───── Source material ─────

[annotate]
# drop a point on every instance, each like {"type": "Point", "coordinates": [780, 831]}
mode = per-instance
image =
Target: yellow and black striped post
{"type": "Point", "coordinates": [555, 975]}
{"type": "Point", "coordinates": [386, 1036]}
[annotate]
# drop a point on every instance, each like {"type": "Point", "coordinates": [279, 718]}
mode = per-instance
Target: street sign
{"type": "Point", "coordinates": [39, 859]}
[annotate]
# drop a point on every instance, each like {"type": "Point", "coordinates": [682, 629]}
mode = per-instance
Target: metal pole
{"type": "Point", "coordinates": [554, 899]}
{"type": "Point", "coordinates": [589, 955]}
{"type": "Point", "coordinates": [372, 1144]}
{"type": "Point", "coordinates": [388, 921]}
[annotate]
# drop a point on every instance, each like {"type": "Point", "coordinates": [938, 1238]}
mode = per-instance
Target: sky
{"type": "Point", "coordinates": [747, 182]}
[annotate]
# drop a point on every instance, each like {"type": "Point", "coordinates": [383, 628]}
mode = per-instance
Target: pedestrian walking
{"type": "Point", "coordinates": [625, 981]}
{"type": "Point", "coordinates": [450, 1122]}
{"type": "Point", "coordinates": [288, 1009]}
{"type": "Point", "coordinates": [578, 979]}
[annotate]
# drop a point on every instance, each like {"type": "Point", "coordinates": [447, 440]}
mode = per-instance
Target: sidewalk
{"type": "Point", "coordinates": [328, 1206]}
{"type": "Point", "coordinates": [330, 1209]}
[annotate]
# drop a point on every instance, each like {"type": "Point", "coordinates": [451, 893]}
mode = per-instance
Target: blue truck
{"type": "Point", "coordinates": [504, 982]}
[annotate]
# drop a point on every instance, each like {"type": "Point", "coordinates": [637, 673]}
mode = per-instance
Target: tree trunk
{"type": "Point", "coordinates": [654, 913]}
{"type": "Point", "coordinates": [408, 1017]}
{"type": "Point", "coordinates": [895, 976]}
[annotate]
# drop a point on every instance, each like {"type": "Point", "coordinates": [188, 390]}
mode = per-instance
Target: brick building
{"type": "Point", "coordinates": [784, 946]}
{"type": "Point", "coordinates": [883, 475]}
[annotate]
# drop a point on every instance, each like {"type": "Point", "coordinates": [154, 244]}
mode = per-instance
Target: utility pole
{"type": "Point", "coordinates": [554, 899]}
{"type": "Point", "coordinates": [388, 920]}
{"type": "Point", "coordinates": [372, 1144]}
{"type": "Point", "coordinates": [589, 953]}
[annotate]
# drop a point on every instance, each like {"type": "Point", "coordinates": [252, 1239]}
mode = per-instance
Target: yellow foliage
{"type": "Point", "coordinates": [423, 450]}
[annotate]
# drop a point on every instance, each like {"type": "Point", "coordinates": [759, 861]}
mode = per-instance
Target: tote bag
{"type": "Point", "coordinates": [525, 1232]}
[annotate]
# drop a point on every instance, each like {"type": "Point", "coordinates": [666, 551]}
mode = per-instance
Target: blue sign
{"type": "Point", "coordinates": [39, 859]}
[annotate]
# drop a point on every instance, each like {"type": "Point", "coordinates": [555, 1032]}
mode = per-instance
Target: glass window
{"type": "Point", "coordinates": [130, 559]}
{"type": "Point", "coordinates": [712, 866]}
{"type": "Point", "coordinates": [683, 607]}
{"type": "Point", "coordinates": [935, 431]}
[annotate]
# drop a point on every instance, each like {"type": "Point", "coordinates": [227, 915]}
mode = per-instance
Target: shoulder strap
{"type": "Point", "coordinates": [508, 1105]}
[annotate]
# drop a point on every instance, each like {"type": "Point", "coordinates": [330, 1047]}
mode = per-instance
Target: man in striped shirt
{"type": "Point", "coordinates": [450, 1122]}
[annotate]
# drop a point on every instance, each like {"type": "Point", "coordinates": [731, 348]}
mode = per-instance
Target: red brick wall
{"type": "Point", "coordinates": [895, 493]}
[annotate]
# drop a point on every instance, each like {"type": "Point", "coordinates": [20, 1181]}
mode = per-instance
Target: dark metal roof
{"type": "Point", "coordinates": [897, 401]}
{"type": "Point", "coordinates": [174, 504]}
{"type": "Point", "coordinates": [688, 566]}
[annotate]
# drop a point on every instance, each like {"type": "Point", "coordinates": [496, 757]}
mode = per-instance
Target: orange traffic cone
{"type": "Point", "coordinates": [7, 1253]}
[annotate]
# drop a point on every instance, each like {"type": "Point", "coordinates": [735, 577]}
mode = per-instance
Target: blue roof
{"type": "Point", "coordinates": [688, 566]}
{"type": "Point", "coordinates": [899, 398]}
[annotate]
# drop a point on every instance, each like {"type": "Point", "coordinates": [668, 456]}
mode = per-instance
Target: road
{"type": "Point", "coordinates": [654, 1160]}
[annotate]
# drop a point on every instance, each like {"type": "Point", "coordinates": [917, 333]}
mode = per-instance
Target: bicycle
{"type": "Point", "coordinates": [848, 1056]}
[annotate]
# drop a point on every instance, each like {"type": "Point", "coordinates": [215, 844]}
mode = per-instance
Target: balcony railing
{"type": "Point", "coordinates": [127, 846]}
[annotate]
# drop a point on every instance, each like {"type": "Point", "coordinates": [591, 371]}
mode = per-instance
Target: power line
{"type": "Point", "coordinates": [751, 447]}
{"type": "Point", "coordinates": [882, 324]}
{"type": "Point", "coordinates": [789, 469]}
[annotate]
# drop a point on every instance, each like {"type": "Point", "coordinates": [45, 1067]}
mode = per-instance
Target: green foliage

─────

■ Exercise directions ■
Your response should consist of the data above, duplicated exactly.

■ Task solution ■
[annotate]
# drop a point on every instance, each like {"type": "Point", "coordinates": [780, 831]}
mode = per-instance
image =
Target: yellow and black striped post
{"type": "Point", "coordinates": [555, 975]}
{"type": "Point", "coordinates": [386, 1036]}
[annotate]
# drop a point on every instance, each like {"type": "Point", "coordinates": [279, 718]}
mode = per-instance
Target: street sign
{"type": "Point", "coordinates": [39, 859]}
[annotate]
# drop a point on every instance, each like {"type": "Point", "coordinates": [682, 629]}
mode = per-instance
Target: metal pole
{"type": "Point", "coordinates": [554, 899]}
{"type": "Point", "coordinates": [589, 955]}
{"type": "Point", "coordinates": [372, 1144]}
{"type": "Point", "coordinates": [388, 921]}
[annotate]
# drop a point on every instance, each like {"type": "Point", "coordinates": [938, 1238]}
mode = per-instance
Target: sky
{"type": "Point", "coordinates": [747, 182]}
[annotate]
# drop a point on every instance, each like {"type": "Point", "coordinates": [383, 628]}
mode = per-instance
Target: pedestrian walking
{"type": "Point", "coordinates": [625, 981]}
{"type": "Point", "coordinates": [450, 1122]}
{"type": "Point", "coordinates": [288, 1009]}
{"type": "Point", "coordinates": [578, 979]}
[annotate]
# drop a point on every instance, each like {"type": "Point", "coordinates": [447, 440]}
mode = per-instance
Target: sidewalk
{"type": "Point", "coordinates": [328, 1206]}
{"type": "Point", "coordinates": [330, 1209]}
[annotate]
# drop a point on every instance, each like {"type": "Point", "coordinates": [451, 893]}
mode = per-instance
Target: blue truck
{"type": "Point", "coordinates": [504, 982]}
[annotate]
# drop a point on every instance, each like {"type": "Point", "coordinates": [637, 673]}
mode = per-instance
Target: tree trunk
{"type": "Point", "coordinates": [654, 913]}
{"type": "Point", "coordinates": [408, 1017]}
{"type": "Point", "coordinates": [895, 976]}
[annotate]
# drop a point on every instance, each like {"type": "Point", "coordinates": [188, 390]}
mode = per-instance
Target: brick building
{"type": "Point", "coordinates": [784, 946]}
{"type": "Point", "coordinates": [883, 475]}
[annotate]
# drop a point on every instance, each like {"type": "Point", "coordinates": [154, 244]}
mode = per-instance
Target: utility pole
{"type": "Point", "coordinates": [554, 899]}
{"type": "Point", "coordinates": [388, 920]}
{"type": "Point", "coordinates": [372, 1144]}
{"type": "Point", "coordinates": [589, 953]}
[annotate]
# drop a point on every instance, each like {"type": "Point", "coordinates": [252, 1239]}
mode = per-instance
Target: yellow foliage
{"type": "Point", "coordinates": [423, 450]}
[annotate]
# drop a point on every instance, each like {"type": "Point", "coordinates": [759, 861]}
mode = per-instance
Target: tote bag
{"type": "Point", "coordinates": [525, 1232]}
[annotate]
# drop a point on every instance, each like {"type": "Point", "coordinates": [666, 551]}
mode = per-instance
Target: blue sign
{"type": "Point", "coordinates": [39, 859]}
[annotate]
# drop a point on every instance, each like {"type": "Point", "coordinates": [555, 1032]}
mode = per-instance
Target: glass window
{"type": "Point", "coordinates": [130, 559]}
{"type": "Point", "coordinates": [712, 866]}
{"type": "Point", "coordinates": [683, 607]}
{"type": "Point", "coordinates": [935, 431]}
[annotate]
# drop a point on every instance, each like {"type": "Point", "coordinates": [227, 915]}
mode = per-instance
Target: shoulder strap
{"type": "Point", "coordinates": [508, 1105]}
[annotate]
# drop a point on every instance, each like {"type": "Point", "coordinates": [330, 1047]}
mode = per-instance
Target: man in striped shirt
{"type": "Point", "coordinates": [450, 1122]}
[annotate]
# drop a point on every instance, each like {"type": "Point", "coordinates": [731, 348]}
mode = per-instance
Target: red brick wall
{"type": "Point", "coordinates": [895, 493]}
[annotate]
# drop a point on every instance, each like {"type": "Point", "coordinates": [20, 1181]}
mode = per-instance
Target: dark metal roof
{"type": "Point", "coordinates": [897, 401]}
{"type": "Point", "coordinates": [174, 504]}
{"type": "Point", "coordinates": [688, 566]}
[annotate]
# drop a point on every instance, each like {"type": "Point", "coordinates": [496, 757]}
mode = per-instance
Target: orange traffic cone
{"type": "Point", "coordinates": [7, 1253]}
[annotate]
# drop a point on every instance, each like {"type": "Point", "coordinates": [735, 577]}
mode = per-instance
Target: blue roof
{"type": "Point", "coordinates": [688, 566]}
{"type": "Point", "coordinates": [899, 398]}
[annotate]
# drop a point on every instance, each like {"type": "Point", "coordinates": [668, 456]}
mode = per-instance
Target: road
{"type": "Point", "coordinates": [654, 1160]}
[annotate]
# drop a point on every instance, each like {"type": "Point", "coordinates": [917, 333]}
mode = per-instance
Target: bicycle
{"type": "Point", "coordinates": [848, 1056]}
[annotate]
# drop a point on every instance, each like {"type": "Point", "coordinates": [215, 844]}
mode = per-instance
Target: balcony railing
{"type": "Point", "coordinates": [127, 846]}
[annotate]
# drop a point on every instance, each like {"type": "Point", "coordinates": [591, 371]}
mode = per-instance
Target: power line
{"type": "Point", "coordinates": [751, 447]}
{"type": "Point", "coordinates": [882, 324]}
{"type": "Point", "coordinates": [789, 469]}
[annotate]
# drop a point on every instance, each like {"type": "Point", "coordinates": [45, 1067]}
mode = per-instance
Target: green foliage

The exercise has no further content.